**Task objective**
Using the article below about Blacklick Creek, explain in one to three sentences how fertilizers and pesticides from lawns and farm fields harm the creek.

**Supplied passage**
▶

|Messenger photo by Rick Palsgrove|
|Blacklick Creek in Three Creeks Metro Park near Groveport.|
It flows through four counties, is 30 miles long, drains 63 square miles, and 82,000 people live within its watershed.
It is Blacklick Creek and the Mid-Ohio Regional Planning Commission (MORPC) is looking for ideas on how to protect this beautiful fresh water source, one of several major creeks in central Ohio.
"Water is right there behind air in importance to maintaining life," said MORPC Watershed Coordinator David Rutter. "Ohio has a lot of water, which is a valuable resource in a world where places like Arizona and California are limited by water restrictions. As long as we take care of our waterways, like Blacklick Creek, and keep them clean, we will maintain a great resource for our economy and for recreation."
Rutter lead a community discussion seeking public input regarding the creation of a Watershed Action Plan for Blacklick Creek at the Madison Township Community Center on March 25. Two more public meetings about the creek are planned, one March 30 from 6-8 p.m. at Blacklick Woods Metro Park in the Beech Maple Lodge; and another on April 6 from 6-8 p.m. at Tartan East Golf Club, 6140 Babbitt Road, New Albany.
The goal is to come up with a plan to make Blacklick Creek safe for fishing, and swimming as well as to maintain its natural state. A final version of the plan is expected by the end of 2009.
Pollution causes and sources
Rutter said pollution in Blacklick Creek comes from a variety of pollutants that wash into the creek as run off farm fields, streets, rooftops, parking lots, and lawns. These include:
•fertilizers and pesticides from lawns and farm fields cause algae growth which reduces oxygen in the water and kills fish and insects;
•pathogens from pet waste and sewage from failing septic systems disrupt water chemistry and reduce oxygen levels in the water;
•mud from construction sites smother the creek bottom with sediment covering the organisms that live there;
•heavy metals from industry;
•organic compounds from petroleum products leak onto roads and driveways and eventually wash into waterways.

◀

**Dataset entries**
▶

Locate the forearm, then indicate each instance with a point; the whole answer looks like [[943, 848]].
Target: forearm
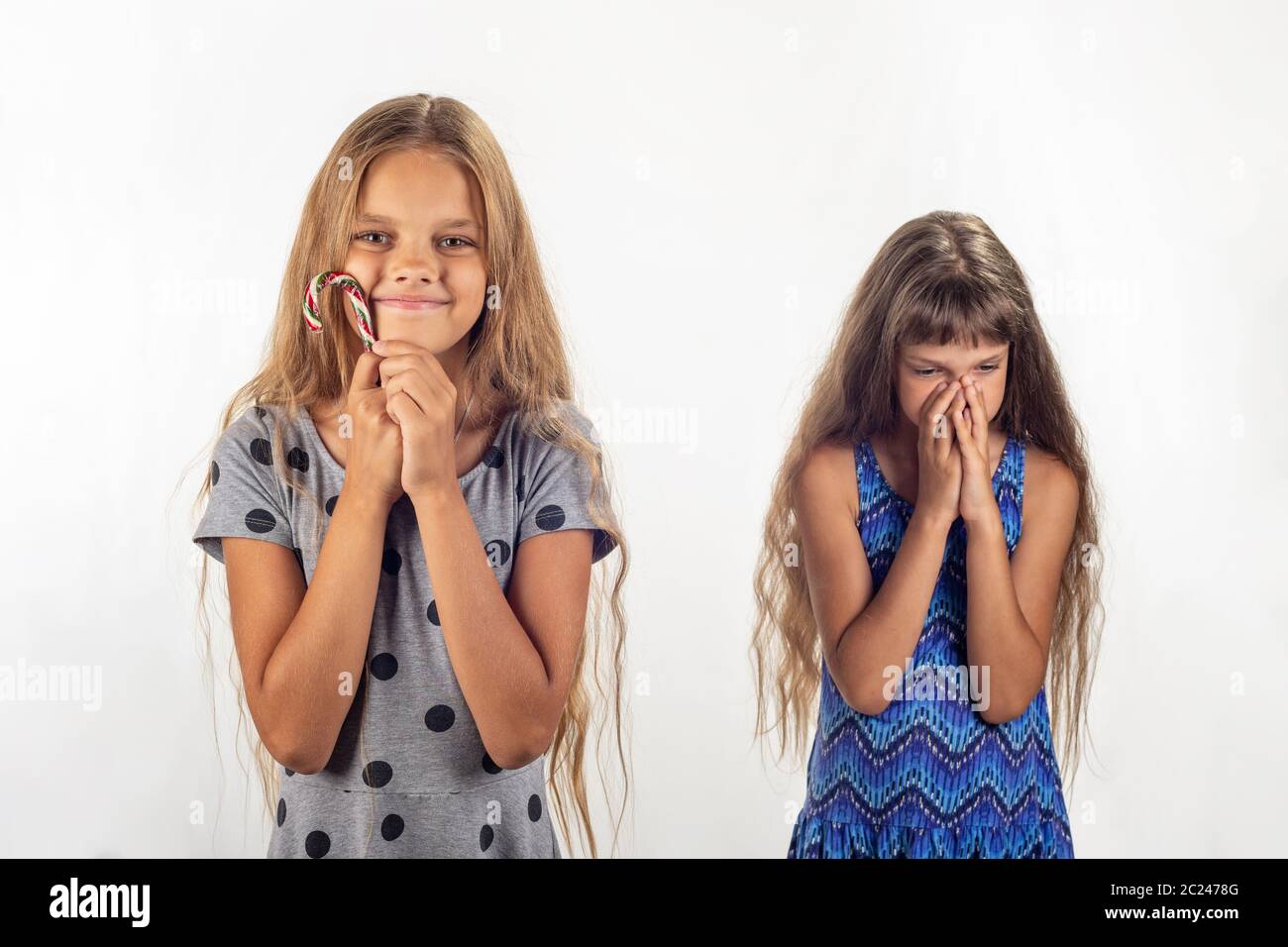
[[498, 669], [313, 673], [887, 631], [999, 639]]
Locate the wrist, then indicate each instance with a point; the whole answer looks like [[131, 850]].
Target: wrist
[[932, 522], [368, 504], [984, 523]]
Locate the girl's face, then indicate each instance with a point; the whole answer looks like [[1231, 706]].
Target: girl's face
[[417, 250], [919, 368]]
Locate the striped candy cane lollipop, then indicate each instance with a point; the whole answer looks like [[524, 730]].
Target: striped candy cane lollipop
[[313, 316]]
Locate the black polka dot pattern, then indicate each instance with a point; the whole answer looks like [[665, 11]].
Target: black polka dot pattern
[[377, 774], [391, 827], [262, 451], [317, 844], [261, 521], [384, 667], [550, 517], [439, 718]]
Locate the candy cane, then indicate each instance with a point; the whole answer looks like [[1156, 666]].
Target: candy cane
[[313, 316]]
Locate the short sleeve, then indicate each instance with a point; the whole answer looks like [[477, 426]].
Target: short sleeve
[[245, 499], [557, 495]]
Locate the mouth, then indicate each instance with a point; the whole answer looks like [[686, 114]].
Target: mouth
[[411, 303]]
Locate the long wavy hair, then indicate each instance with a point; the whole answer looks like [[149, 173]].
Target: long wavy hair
[[516, 361], [940, 278]]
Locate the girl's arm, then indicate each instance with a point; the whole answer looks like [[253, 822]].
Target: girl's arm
[[1010, 602], [863, 635], [513, 656], [301, 652]]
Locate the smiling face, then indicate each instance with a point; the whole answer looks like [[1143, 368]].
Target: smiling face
[[417, 250], [919, 368]]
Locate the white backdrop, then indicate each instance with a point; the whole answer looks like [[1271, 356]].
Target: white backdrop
[[707, 183]]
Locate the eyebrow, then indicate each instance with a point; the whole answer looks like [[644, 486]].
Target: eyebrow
[[390, 222], [939, 365]]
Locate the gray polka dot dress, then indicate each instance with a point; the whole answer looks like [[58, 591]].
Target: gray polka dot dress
[[423, 784]]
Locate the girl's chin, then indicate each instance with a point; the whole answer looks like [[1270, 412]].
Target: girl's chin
[[416, 333]]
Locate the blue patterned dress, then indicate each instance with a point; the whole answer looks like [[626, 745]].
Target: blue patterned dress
[[928, 777]]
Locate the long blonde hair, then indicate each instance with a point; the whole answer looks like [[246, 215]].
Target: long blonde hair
[[516, 361], [940, 278]]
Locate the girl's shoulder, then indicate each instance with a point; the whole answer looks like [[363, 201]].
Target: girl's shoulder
[[827, 475], [1044, 472]]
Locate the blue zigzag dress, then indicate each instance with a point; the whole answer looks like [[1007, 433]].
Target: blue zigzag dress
[[927, 777]]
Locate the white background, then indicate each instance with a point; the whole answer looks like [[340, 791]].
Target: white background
[[707, 183]]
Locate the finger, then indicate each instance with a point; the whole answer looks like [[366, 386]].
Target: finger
[[424, 364], [400, 348], [430, 399], [945, 403], [930, 414], [961, 424], [403, 408], [978, 416]]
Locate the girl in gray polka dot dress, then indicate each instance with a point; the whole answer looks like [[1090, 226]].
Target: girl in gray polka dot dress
[[411, 534]]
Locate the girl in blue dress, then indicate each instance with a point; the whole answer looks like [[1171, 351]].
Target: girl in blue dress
[[936, 446]]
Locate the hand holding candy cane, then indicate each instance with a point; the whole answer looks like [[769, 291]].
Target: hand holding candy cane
[[313, 315]]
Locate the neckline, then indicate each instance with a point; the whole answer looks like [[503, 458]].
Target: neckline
[[320, 445], [900, 499]]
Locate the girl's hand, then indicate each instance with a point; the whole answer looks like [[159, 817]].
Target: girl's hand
[[421, 399], [373, 463], [939, 468], [970, 420]]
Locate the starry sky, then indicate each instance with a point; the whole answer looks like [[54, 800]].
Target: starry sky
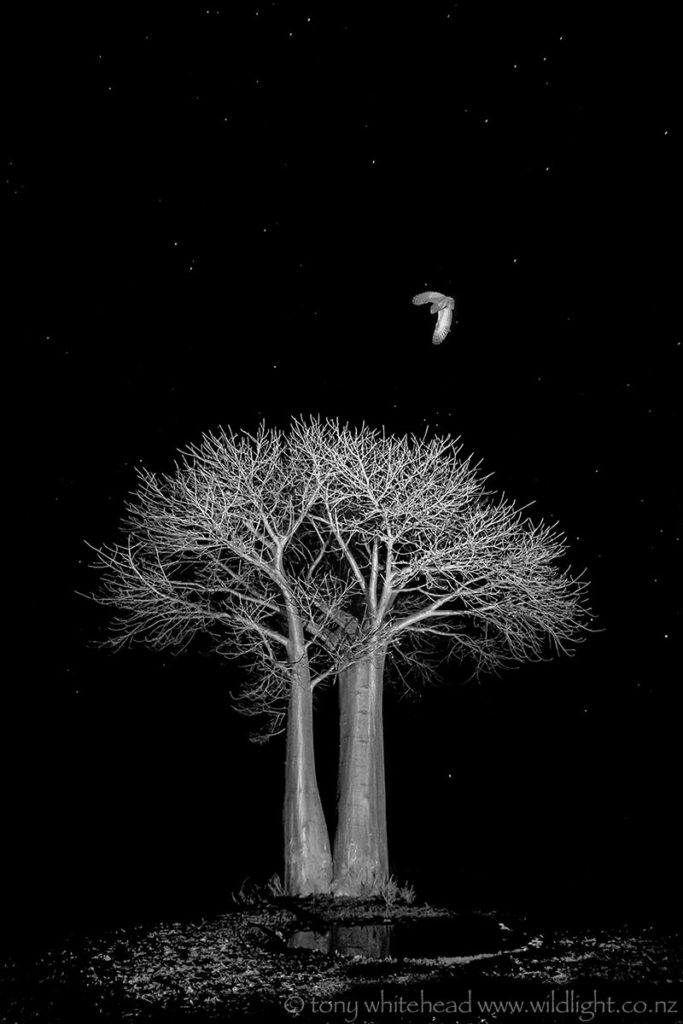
[[219, 215]]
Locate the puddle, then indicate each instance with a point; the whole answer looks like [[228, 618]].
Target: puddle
[[427, 937]]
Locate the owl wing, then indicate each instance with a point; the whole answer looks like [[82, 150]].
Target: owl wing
[[442, 325], [424, 297]]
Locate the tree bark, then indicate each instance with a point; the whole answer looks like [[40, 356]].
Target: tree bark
[[360, 854], [307, 856]]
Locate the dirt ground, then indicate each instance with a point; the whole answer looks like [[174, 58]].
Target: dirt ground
[[241, 966]]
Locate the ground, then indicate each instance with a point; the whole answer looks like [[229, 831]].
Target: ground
[[241, 966]]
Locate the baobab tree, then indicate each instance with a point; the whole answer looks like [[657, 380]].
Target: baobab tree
[[223, 546], [436, 561]]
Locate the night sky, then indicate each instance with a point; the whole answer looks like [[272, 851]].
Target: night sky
[[214, 216]]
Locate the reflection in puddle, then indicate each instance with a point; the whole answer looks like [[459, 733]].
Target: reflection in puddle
[[429, 938]]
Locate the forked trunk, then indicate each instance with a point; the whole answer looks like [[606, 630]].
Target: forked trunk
[[307, 858], [360, 858]]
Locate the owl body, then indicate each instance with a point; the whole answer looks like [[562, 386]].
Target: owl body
[[442, 305]]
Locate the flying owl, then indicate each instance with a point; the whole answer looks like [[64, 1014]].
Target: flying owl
[[441, 304]]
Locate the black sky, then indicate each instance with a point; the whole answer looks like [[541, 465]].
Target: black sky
[[218, 215]]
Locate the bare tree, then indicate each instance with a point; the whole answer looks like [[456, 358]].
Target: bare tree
[[437, 562], [223, 547]]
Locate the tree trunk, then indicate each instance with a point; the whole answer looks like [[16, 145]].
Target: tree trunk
[[360, 858], [307, 857]]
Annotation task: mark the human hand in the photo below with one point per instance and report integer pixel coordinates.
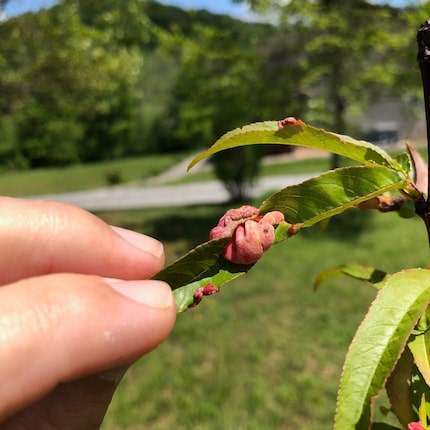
(71, 310)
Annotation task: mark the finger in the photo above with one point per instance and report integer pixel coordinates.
(59, 328)
(42, 237)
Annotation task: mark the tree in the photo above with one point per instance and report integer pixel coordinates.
(347, 46)
(66, 90)
(218, 88)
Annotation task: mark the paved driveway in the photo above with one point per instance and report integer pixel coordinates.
(131, 197)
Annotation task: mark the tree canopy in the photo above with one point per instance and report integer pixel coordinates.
(93, 80)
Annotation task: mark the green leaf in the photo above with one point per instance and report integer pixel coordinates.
(205, 265)
(363, 273)
(420, 348)
(378, 343)
(301, 134)
(203, 261)
(332, 193)
(398, 388)
(383, 426)
(184, 296)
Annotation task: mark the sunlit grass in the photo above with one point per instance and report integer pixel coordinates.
(267, 351)
(85, 176)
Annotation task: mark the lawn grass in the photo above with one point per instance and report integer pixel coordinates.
(84, 177)
(267, 351)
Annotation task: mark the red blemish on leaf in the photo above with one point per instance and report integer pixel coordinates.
(251, 235)
(289, 121)
(294, 229)
(207, 290)
(415, 426)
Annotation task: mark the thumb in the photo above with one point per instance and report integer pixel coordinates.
(57, 328)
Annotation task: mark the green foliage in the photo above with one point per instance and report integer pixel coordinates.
(266, 352)
(393, 320)
(62, 110)
(238, 168)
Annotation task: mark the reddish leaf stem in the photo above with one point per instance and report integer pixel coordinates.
(423, 57)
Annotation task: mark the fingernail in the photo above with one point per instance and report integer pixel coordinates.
(141, 241)
(113, 375)
(156, 294)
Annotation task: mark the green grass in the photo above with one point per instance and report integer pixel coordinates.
(83, 177)
(267, 351)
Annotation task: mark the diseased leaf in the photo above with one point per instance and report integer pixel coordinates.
(363, 273)
(301, 134)
(202, 262)
(378, 343)
(420, 170)
(332, 193)
(184, 296)
(303, 205)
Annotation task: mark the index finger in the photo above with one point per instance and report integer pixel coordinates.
(41, 237)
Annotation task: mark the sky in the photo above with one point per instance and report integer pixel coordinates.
(16, 7)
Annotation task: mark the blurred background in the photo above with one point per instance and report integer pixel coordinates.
(104, 102)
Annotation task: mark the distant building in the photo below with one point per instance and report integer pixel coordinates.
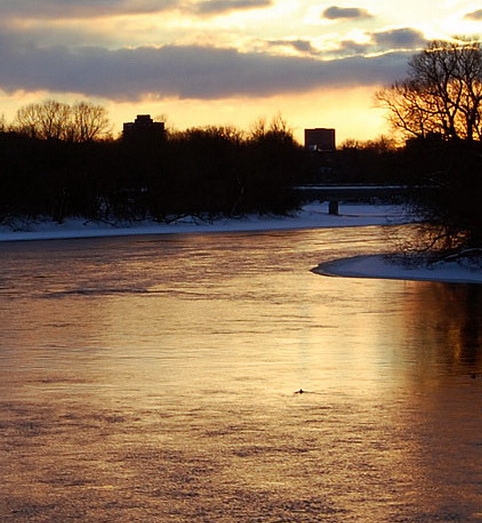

◀

**Task output**
Fertilizers and pesticides wash into Blacklick Creek as runoff from lawns and farm fields and cause algae growth. The algae growth reduces the oxygen in the water, which kills fish and insects.